------ EXTRACT PROVIDED
RECLAMATION DIST. NO. 108 ET AL. v. GIBSON, COUNTY TREASURER (COOPER ET AL., INTERVENERS).

Civ. No. 7048.

Decided: March 17, 1944

Downey, Brand & Seymour, of Sacramento, for petitioner. Hudson Ford, Dist. Atty., of Colusa, for respondent Gibson. Athearn, Chandler & Farmer and Milton T. Farmer, all of San Francisco, for intervener Cooper and others.

This is a petition for a writ of mandamus to require the respondent to execute under Section 3466a of the Political Code an oil lease of real property belonging to Reclamation District No. 108. The interveners, who hold in trust matured and unpaid bonds of said district of the face value of $702,000, have filed their answer to said petition, asserting that the proposed lease is unconstitutional and illegal because it violates the obligations of their bond contracts, contrary to the provisions of Article I, Section 10, of the Constitution of the United States, and Article I, Section 16, of the Constitution of California.

The petition alleges that Reclamation District No. 108 was regularly organized; that the petitioners are the duly elected, qualified and acting trustees of said district; that the respondent is the duly elected, qualified and acting Treasurer of Colusa County, and ex–officio trustee of said district; that the petitioners levied assessments in 1923 on the lands in said district, a portion of which, only, were paid; that upon proper proceedings, instituted under Section 3480 of the Political Code, reclamation district bonds were issued and sold in 1925 and 1927, aggregating a sum in excess of $6,000,000; that a portion of said bonds are matured, overdue and unpaid; that the original assessments became delinquent, and the lands affected thereby were sold and conveyed to the respondent County Treasurer, as trustee for said district, who still holds title thereto, and that the time for redemption of the property has expired.

It is then alleged that petitioners have the opportunity, and that it is for the best interest of said Reclamation District and the bondholders thereof, to execute a twenty year oil and gas lease on 7,200 acres of said land belonging to that district, to Loren L. Hillman, Inc., as lessee, for the consideration and upon the terms and conditions expressed in said proposed lease which is marked “Exhibit A” and attached to the petition. The lease provides for payment to the lessor of royalties equal to “one–eighth part of all the oil produced and saved from the demised premises” and “one–eighth of the net proceeds derived from the sale of gas from each well while same is being sold or used off the premises.” It also provides that in the event drilling operations on said land are not commenced on or before April 6, 1944, the lessee is to pay to the lessor annually $1 per acre for the land described therein. It is alleged the trustees of said district regularly adopted a resolution on November 12, 1943, authorizing the execution of said lease, and that they have duly executed the same on their part, but that the respondent, as Treasurer of said County and as trustee of the district, refuses to do so. The petition then asks for a peremptory writ of mandamus to compel respondent to execute the lease.
------------
------ INFORMATION SUPPLIED
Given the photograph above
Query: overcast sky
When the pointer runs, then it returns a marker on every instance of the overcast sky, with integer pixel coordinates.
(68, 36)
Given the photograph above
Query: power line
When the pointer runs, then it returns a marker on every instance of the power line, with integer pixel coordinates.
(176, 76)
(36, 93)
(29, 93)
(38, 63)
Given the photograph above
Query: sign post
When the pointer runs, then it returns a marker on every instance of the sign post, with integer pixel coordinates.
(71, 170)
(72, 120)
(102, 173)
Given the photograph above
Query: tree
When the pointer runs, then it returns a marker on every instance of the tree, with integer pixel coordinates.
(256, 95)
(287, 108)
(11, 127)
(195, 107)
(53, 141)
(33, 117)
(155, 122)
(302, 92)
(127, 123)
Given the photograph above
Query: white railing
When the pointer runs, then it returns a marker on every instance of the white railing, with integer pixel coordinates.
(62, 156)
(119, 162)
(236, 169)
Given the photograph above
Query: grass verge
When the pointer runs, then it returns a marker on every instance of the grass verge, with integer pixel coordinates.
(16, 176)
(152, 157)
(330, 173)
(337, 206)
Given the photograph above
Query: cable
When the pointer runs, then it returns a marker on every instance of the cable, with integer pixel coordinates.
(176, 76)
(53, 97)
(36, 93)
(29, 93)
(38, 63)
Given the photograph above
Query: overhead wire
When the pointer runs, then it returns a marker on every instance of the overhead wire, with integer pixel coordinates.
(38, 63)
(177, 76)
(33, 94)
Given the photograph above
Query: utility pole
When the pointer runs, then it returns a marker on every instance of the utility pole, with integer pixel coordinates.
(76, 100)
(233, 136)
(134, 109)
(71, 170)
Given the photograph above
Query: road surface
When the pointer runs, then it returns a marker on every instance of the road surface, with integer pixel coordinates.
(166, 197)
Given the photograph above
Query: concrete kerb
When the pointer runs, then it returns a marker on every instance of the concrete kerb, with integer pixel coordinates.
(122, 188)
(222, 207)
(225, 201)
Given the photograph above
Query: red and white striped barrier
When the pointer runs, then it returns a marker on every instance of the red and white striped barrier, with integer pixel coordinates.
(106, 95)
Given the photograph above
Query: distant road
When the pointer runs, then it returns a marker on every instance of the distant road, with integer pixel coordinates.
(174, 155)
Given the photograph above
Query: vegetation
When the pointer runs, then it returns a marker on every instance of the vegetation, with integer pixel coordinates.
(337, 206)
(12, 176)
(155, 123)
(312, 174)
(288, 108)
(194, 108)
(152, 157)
------------
▶ SHORT PROBLEM A
List every year or full date that appears in the mandamus case excerpt above the items, in the order it appears, giving each only once.
▶ SHORT PROBLEM B
Duplicate the passage of the mandamus case excerpt from "RECLAMATION DIST. NO." up to and including "Cooper and others.".
▶ SHORT PROBLEM C
Pick up the mandamus case excerpt where it stops, and write the next part of the court's account.

▶ WRITTEN REPLY A
March 17, 1944; 1923; 1925; 1927; April 6, 1944; November 12, 1943

▶ WRITTEN REPLY B
RECLAMATION DIST. NO. 108 ET AL. v. GIBSON, COUNTY TREASURER (COOPER ET AL., INTERVENERS).

Civ. No. 7048.

Decided: March 17, 1944

Downey, Brand & Seymour, of Sacramento, for petitioner. Hudson Ford, Dist. Atty., of Colusa, for respondent Gibson. Athearn, Chandler & Farmer and Milton T. Farmer, all of San Francisco, for intervener Cooper and others.

▶ WRITTEN REPLY C
By authority duly conferred, the Bondholders Protective Committee, which holds matured and unpaid bonds of said reclamation district in the aggregate amount of $350,000, upon which thirty–five per cent, only, has been paid, has intervened and filed in this proceeding its answer to the petition. The only issue raised by that answer is the contention that the proposed oil lease is illegal and unconstitutional because it violates the obligations of their bond contracts construed in the light of the statutes applicable thereto which were in effect at the time the bonds were issued and sold. In other words, it is asserted that an oil and gas lease, as distinguished from an ordinary usufructuary lease, sells and conveys an interest in the real property permitting the removal of a valuable portion thereof which cannot be restored and which therefore diminishes the value of the freehold and impairs the value of the bonds secured thereby. It is argued that since the real property was acquired by the reclamation district on sale for delinquent assessments as provided by law, the only authority which the trustees possess, as provided by Section 3480 of the Political Code, as it existed in 1923 when the bonds were issued and purchased, Stats. 1923, p. 606, is to sell the land at public auction to the highest bidder for cash. That portion of the section then read:

“If any land so held by a county treasurer as trustee of the bond fund of a district shall remain unsold after the final installment of the assessment shall have been collected by payment or sale, then such treasurer shall sell all such land so held by him at public auction to the highest bidder for cash, upon two weeks published notice; and shall deposit the proceeds of such sale in the treasury of the main county, to the credit of the bond fund of the district.”

It is true that the authority for the trustees of a reclamation district to lease lands belonging to the district is limited by the provisions of the statutes in effect at the time of the issuing and sale of the bonds in question or to the reasonable inferences to be drawn therefrom. Such statutes become an inseparable part of the contracts. Hershey v. Cole, 130 Cal.App. 683, 20 P.2d 972; 11 C.J.S., Bonds, p. 420, § 40e.

Ever since 1917, without modification in that respect, subdivision 10 of Section 3454 of the Political Code, Stats.1917, p. 1193, has authorized the board of trustees of a reclamation district:

“To sell, convey, transfer, lease to others or otherwise dispose of such real or personal property belonging to the said district which said board of trustees shall find no longer necessary for the construction, maintenance or operation of the works of reclamation of said district; also to lease to others or to operate for hire any tools or machinery belonging to the said district which is not at the time needed by the district.”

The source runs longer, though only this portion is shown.